▶ _Instructions to follow_
Could you copy every line in the listing below that has the word "pallet"?

▶ _Working data_
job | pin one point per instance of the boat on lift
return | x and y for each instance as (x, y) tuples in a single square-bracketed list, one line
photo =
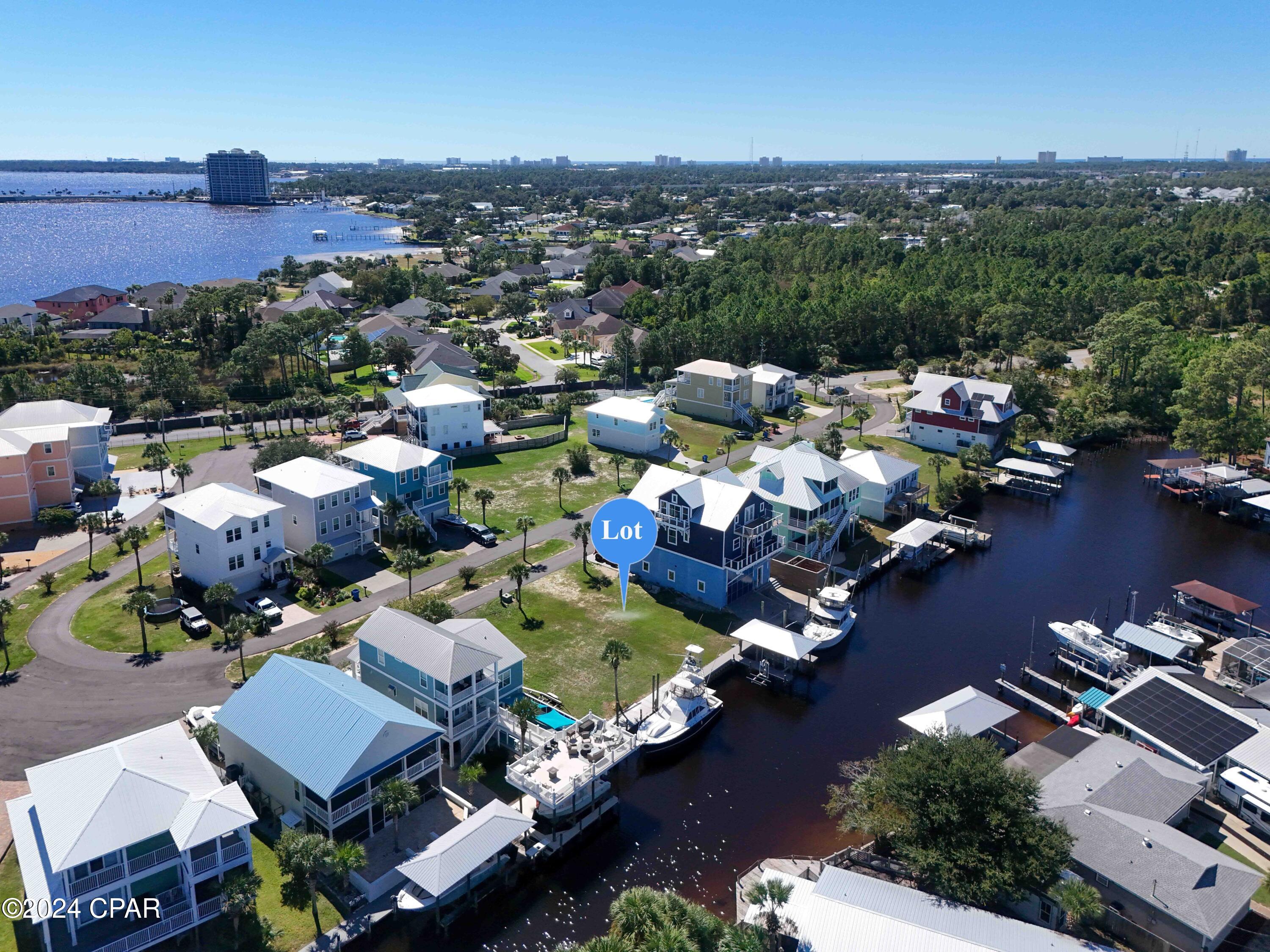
[(685, 710)]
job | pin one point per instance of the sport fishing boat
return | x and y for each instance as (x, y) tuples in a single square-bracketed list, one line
[(687, 706)]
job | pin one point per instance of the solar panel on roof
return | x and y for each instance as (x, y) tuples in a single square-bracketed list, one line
[(1183, 721)]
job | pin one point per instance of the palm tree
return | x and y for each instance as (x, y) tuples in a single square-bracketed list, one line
[(524, 711), (238, 895), (484, 497), (409, 561), (614, 654), (728, 443), (237, 631), (395, 796), (220, 593), (562, 476), (520, 574), (459, 485), (305, 857), (181, 471), (93, 523), (139, 603), (135, 536), (582, 534), (524, 523)]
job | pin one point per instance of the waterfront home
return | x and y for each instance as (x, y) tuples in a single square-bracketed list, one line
[(714, 540), (835, 911), (803, 485), (331, 282), (78, 304), (891, 485), (714, 390), (950, 413), (1123, 805), (456, 673), (221, 532), (416, 476), (319, 744), (441, 417), (629, 426), (144, 818), (774, 388), (326, 503)]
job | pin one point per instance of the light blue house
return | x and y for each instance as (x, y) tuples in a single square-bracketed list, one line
[(320, 743), (417, 476), (456, 673)]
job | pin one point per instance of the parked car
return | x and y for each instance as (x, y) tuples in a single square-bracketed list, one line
[(482, 534), (195, 622), (267, 607)]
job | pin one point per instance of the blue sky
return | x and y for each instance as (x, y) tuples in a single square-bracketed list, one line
[(596, 80)]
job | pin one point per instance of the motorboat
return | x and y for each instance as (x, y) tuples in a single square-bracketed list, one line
[(834, 603), (1085, 639), (686, 707), (1175, 631)]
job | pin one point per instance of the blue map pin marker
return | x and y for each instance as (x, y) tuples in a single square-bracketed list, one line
[(624, 532)]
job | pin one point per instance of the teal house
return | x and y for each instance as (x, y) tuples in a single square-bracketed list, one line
[(455, 674)]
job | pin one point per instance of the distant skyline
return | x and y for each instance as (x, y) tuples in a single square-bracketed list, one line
[(811, 82)]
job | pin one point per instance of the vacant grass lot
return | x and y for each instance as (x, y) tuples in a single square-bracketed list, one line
[(576, 617), (524, 485)]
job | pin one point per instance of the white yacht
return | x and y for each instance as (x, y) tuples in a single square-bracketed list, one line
[(687, 706), (1085, 639)]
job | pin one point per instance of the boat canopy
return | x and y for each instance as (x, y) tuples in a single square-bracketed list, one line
[(770, 638)]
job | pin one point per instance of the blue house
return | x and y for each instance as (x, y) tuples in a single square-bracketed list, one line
[(456, 673), (714, 540), (320, 743), (416, 476)]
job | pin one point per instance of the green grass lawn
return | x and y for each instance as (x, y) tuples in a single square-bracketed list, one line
[(703, 436), (102, 622), (31, 602), (576, 621), (522, 483), (496, 570)]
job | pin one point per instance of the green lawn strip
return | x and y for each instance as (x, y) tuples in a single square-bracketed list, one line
[(102, 622), (178, 450), (576, 620), (496, 570), (524, 485), (31, 602)]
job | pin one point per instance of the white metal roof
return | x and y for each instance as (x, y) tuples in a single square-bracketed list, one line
[(770, 638), (313, 478), (968, 710), (848, 912), (112, 796), (460, 851), (919, 532), (1032, 468), (216, 503), (392, 454), (627, 409)]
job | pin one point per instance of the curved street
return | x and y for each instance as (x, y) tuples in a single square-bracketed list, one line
[(73, 696)]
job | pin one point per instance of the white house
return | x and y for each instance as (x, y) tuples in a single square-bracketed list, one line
[(630, 426), (144, 818), (891, 485), (221, 532), (774, 386), (442, 417), (329, 282), (326, 503)]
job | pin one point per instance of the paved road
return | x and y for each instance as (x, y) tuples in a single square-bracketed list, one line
[(73, 697)]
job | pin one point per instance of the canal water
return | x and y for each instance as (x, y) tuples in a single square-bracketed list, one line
[(756, 785)]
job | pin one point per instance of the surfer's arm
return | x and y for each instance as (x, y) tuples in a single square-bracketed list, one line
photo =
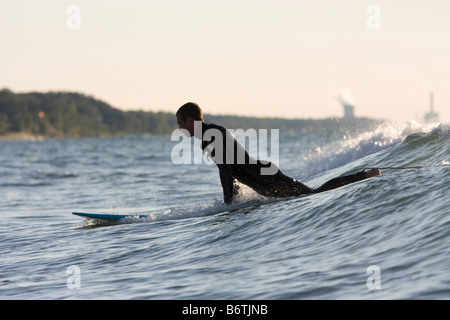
[(226, 178)]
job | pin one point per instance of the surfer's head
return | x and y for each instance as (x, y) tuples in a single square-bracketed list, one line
[(187, 115)]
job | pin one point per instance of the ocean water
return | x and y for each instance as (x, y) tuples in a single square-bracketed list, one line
[(387, 237)]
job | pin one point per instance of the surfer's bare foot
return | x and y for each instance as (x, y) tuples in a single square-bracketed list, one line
[(372, 173)]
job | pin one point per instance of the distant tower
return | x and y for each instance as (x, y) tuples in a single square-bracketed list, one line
[(431, 116), (348, 108)]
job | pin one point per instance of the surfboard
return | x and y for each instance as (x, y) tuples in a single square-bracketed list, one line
[(108, 216)]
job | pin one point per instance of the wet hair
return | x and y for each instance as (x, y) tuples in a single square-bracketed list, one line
[(190, 109)]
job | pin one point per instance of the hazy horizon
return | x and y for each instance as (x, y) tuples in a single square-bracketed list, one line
[(285, 59)]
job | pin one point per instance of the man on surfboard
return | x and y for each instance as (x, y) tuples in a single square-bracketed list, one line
[(247, 170)]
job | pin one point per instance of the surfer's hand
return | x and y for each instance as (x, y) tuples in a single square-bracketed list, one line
[(372, 173)]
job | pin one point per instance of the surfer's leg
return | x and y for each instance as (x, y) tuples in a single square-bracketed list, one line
[(342, 181)]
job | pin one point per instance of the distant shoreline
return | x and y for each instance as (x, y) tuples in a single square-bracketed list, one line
[(15, 136)]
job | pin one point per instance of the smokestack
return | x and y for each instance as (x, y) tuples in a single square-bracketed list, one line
[(431, 103)]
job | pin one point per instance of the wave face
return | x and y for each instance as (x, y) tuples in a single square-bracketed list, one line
[(382, 238)]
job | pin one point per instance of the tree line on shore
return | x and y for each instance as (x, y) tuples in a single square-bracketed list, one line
[(69, 114)]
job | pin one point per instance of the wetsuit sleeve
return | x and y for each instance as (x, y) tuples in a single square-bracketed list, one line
[(226, 178)]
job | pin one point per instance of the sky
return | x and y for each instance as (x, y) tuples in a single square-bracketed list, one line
[(279, 58)]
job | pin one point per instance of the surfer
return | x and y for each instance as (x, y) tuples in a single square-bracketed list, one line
[(249, 172)]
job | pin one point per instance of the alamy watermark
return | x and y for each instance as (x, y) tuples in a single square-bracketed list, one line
[(74, 277), (227, 150)]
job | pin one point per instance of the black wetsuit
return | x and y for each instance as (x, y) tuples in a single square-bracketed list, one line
[(277, 185)]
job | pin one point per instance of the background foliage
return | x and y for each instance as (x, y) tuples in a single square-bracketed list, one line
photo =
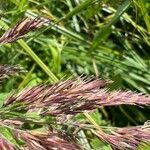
[(107, 39)]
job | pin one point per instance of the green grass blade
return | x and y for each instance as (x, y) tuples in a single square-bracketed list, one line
[(104, 33)]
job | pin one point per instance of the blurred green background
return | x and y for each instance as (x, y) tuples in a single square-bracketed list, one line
[(107, 39)]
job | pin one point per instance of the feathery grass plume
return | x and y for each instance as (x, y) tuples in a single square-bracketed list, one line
[(45, 141), (5, 145), (74, 96), (6, 70), (21, 28), (128, 138)]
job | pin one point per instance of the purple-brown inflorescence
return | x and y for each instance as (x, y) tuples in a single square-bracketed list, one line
[(45, 141), (6, 70), (74, 96), (129, 138), (21, 28)]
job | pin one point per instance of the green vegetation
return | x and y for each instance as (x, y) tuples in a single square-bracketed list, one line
[(105, 39)]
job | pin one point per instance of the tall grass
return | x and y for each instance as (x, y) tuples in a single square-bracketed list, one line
[(107, 39)]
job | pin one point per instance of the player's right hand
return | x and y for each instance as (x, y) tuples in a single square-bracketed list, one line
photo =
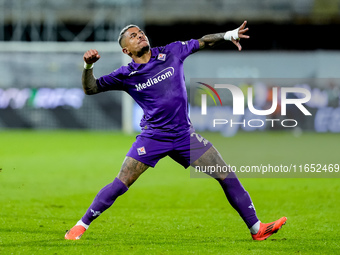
[(91, 56)]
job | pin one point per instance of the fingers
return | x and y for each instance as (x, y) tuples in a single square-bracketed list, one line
[(243, 30), (243, 25), (237, 43), (91, 56)]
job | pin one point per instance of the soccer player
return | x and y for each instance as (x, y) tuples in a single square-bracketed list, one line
[(155, 80)]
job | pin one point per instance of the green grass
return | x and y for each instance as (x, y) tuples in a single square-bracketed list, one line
[(48, 180)]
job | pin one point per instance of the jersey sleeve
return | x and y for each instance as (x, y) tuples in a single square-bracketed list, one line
[(183, 49), (112, 81)]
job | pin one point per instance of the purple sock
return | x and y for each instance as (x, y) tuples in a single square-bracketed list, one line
[(239, 198), (104, 199)]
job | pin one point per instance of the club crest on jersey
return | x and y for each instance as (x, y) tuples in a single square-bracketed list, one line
[(141, 151), (161, 56)]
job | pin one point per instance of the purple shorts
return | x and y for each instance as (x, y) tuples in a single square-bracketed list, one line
[(184, 148)]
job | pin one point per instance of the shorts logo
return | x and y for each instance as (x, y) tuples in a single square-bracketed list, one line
[(141, 151), (161, 56)]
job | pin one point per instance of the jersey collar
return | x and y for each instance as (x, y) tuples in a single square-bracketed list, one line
[(135, 66)]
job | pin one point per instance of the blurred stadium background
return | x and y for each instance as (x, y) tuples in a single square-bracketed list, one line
[(42, 43), (48, 179)]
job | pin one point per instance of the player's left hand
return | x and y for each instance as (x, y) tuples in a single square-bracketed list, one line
[(241, 34)]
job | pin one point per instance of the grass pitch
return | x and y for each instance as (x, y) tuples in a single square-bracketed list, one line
[(48, 180)]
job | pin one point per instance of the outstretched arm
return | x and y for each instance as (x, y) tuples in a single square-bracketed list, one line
[(88, 79), (235, 35)]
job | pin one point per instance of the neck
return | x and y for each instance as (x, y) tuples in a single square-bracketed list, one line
[(143, 58)]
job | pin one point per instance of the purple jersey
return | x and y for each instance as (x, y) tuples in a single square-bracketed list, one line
[(158, 86)]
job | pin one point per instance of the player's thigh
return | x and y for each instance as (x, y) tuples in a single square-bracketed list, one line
[(130, 171), (212, 159)]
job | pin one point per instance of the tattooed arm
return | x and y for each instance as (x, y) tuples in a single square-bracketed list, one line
[(88, 79), (208, 41)]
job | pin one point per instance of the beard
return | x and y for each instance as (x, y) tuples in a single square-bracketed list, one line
[(144, 50)]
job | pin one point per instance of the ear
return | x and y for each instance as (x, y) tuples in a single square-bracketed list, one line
[(126, 51)]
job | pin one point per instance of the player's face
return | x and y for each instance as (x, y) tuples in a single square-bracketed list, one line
[(136, 42)]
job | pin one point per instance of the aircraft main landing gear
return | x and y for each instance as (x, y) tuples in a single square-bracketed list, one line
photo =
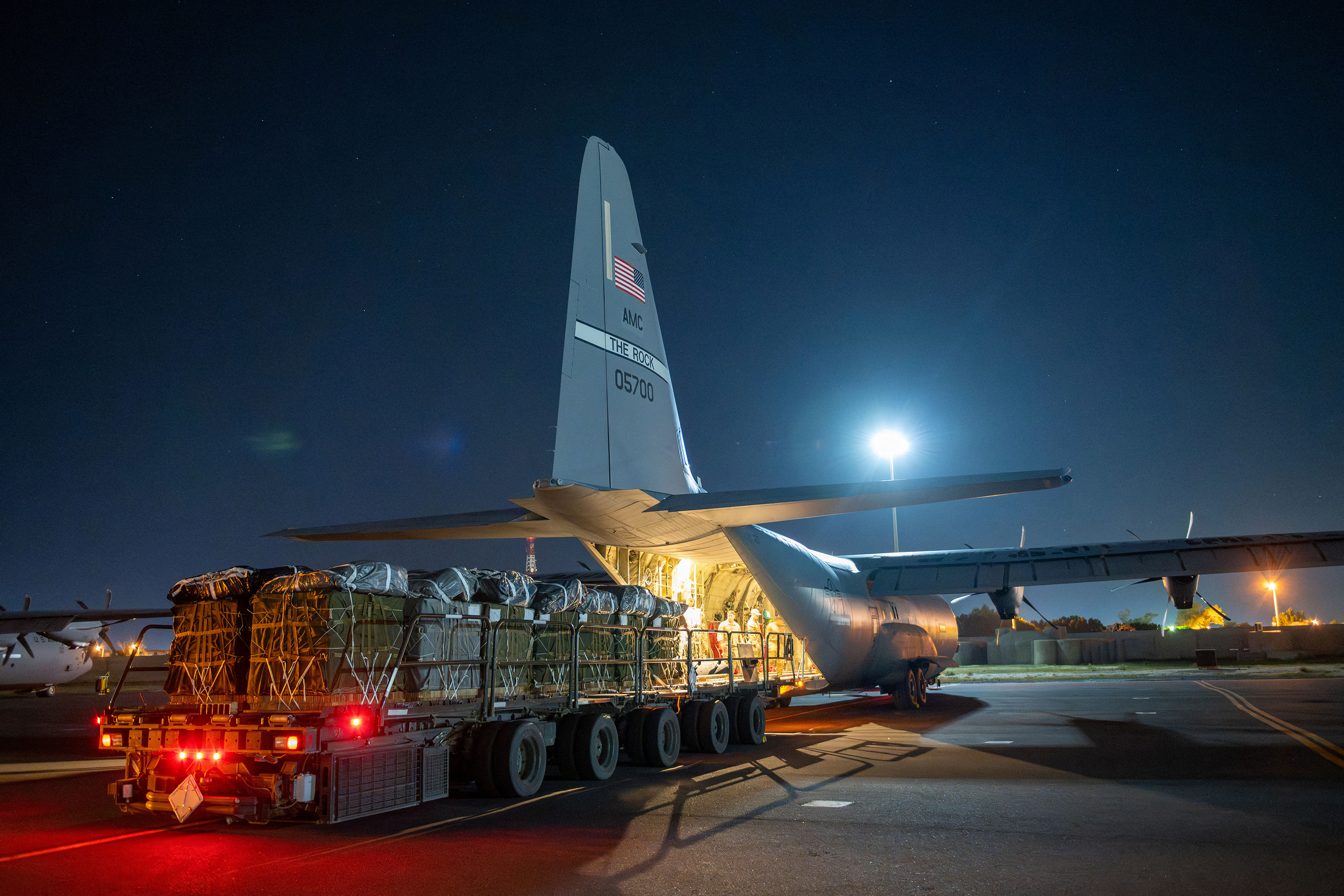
[(913, 691)]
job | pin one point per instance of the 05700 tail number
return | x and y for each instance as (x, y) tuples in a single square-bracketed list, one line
[(635, 385)]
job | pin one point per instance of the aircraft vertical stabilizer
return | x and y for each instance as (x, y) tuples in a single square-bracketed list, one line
[(617, 425)]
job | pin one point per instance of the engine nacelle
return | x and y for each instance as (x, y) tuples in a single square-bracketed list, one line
[(1007, 601), (1182, 590)]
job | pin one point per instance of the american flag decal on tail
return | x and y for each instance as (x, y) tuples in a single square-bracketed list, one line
[(628, 279)]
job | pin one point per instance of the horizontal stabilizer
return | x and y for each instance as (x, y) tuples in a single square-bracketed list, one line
[(45, 621), (772, 505), (508, 523), (984, 571)]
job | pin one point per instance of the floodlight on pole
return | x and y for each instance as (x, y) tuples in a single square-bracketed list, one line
[(889, 444)]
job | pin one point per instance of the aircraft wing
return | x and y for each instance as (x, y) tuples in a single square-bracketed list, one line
[(983, 571), (510, 523), (772, 505), (39, 621)]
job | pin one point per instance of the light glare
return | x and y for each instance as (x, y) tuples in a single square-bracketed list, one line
[(890, 444)]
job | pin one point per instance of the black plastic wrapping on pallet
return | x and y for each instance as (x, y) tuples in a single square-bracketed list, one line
[(234, 583), (632, 599), (600, 601), (303, 581), (668, 609), (453, 583), (503, 586), (558, 597), (373, 577)]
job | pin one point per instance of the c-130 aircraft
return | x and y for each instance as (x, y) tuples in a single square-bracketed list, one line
[(623, 485)]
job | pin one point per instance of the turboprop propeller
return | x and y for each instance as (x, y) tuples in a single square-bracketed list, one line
[(1182, 590), (1007, 599)]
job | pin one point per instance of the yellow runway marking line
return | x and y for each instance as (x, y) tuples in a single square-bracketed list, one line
[(844, 703), (104, 840), (1327, 750)]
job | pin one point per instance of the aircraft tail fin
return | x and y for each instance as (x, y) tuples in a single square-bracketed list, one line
[(617, 425)]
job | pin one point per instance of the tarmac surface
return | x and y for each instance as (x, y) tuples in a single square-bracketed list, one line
[(1060, 788)]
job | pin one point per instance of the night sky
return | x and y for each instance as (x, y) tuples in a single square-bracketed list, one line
[(273, 268)]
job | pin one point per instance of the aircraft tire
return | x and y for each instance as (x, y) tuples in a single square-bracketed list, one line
[(713, 727), (750, 718), (690, 718), (519, 759), (662, 738), (562, 754), (908, 692), (635, 734), (597, 746), (483, 758)]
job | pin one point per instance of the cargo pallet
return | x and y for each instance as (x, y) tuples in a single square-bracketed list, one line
[(334, 763)]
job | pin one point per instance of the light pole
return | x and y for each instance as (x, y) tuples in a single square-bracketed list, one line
[(889, 444)]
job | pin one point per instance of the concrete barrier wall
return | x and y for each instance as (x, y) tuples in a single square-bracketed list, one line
[(1017, 648)]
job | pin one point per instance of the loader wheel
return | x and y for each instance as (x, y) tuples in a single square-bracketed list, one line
[(732, 704), (713, 727), (483, 758), (662, 738), (562, 754), (635, 734), (690, 718), (750, 728), (597, 746), (519, 759)]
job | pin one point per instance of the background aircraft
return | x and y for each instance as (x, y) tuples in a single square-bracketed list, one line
[(623, 485), (45, 648)]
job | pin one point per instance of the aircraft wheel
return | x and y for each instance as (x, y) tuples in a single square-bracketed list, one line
[(750, 718), (662, 738), (713, 727), (690, 718), (597, 746), (635, 734), (562, 753), (519, 759), (483, 758)]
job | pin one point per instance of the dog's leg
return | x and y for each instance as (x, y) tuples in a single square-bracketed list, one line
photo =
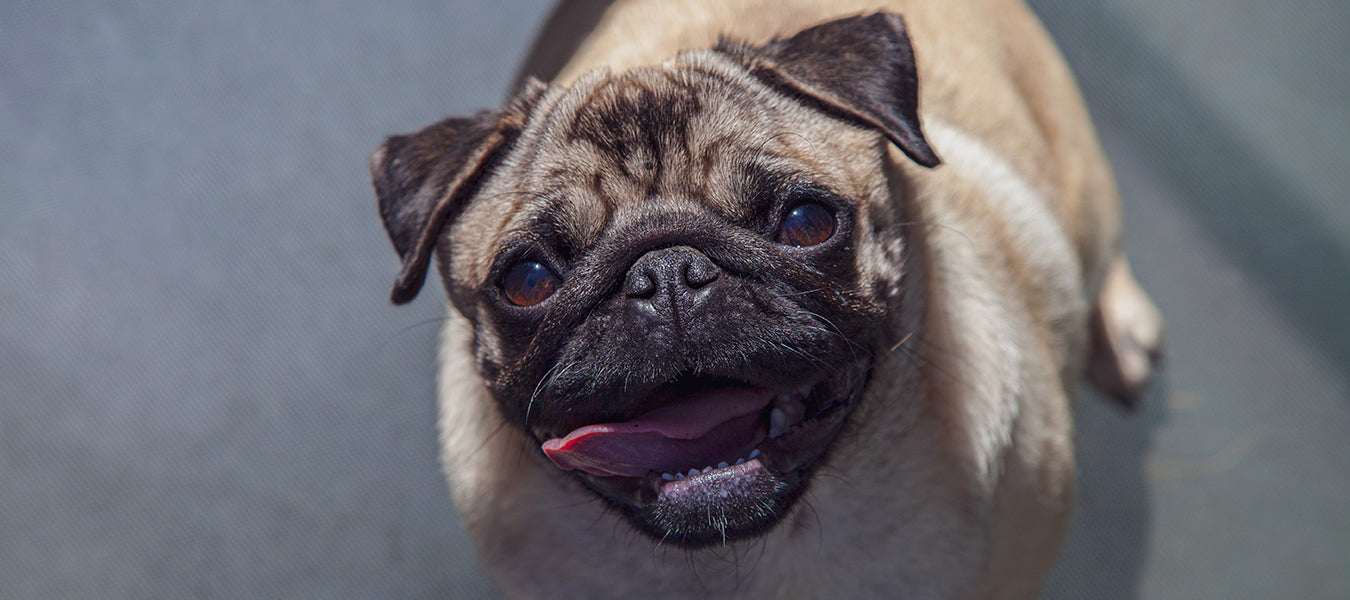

▶ _Exercise solution_
job | pin one point per instance of the black plastic wrapping on pallet
job | pin one point per instance of the cargo pallet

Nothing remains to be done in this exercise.